▸ **Stated problem**
Can you reproduce the entries below word for word, from the line with "Tag a point on every instance of the small" up to and including the line with "Tag a point on every instance of the grassy"?
==== Raw data ====
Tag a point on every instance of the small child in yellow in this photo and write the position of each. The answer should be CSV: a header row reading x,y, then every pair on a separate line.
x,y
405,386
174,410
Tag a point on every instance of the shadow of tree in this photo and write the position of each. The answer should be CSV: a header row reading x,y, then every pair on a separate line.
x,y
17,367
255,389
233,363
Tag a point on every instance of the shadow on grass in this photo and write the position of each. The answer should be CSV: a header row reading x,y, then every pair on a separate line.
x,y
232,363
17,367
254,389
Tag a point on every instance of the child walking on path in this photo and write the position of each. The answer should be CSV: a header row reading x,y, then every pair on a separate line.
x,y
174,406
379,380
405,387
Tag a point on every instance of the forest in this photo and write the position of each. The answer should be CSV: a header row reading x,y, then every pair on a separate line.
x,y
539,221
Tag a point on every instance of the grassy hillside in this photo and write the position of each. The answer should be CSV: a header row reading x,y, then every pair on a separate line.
====
==== Raw data ====
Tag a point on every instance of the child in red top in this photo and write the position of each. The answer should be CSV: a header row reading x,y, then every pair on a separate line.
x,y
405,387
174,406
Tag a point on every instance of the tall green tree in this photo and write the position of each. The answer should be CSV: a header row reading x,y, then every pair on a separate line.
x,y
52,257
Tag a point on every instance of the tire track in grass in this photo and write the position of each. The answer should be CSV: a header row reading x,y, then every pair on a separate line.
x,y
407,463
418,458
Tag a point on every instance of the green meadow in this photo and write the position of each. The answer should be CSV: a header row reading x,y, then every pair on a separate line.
====
▸ **Reply**
Tag a point on every instance of the small child in yellow in this photo and write the position of each. The answer should be CSV: a header row reading x,y, then every pair on a separate line.
x,y
405,386
174,410
Tag a point on every instance of the shadow of tree in this photo and write the position of each. The answer should be CSV: a header row reading x,y, then every pair on a separate line.
x,y
17,367
255,389
233,363
Tag a point on every instance of the shadow on grass in this photo and write the position of each. The answer should be CSV: a header row reading x,y, then every pair on a separate line.
x,y
232,363
17,367
254,389
Tag a point on every instance of the child walking on path in this photo and write the position of each. The answer should be CSV: a header row reading x,y, then every pair on a separate line.
x,y
174,406
379,380
405,387
Tag a point on every instance of the forest in this photo and write the position of each. The answer should be CSV: a header row reading x,y, then every pair on a separate line.
x,y
539,221
Tag a point on every instance of the grassy hillside in this photo and write the position of each. The answer should be CSV: a header row reading x,y, then every pair on a separate line.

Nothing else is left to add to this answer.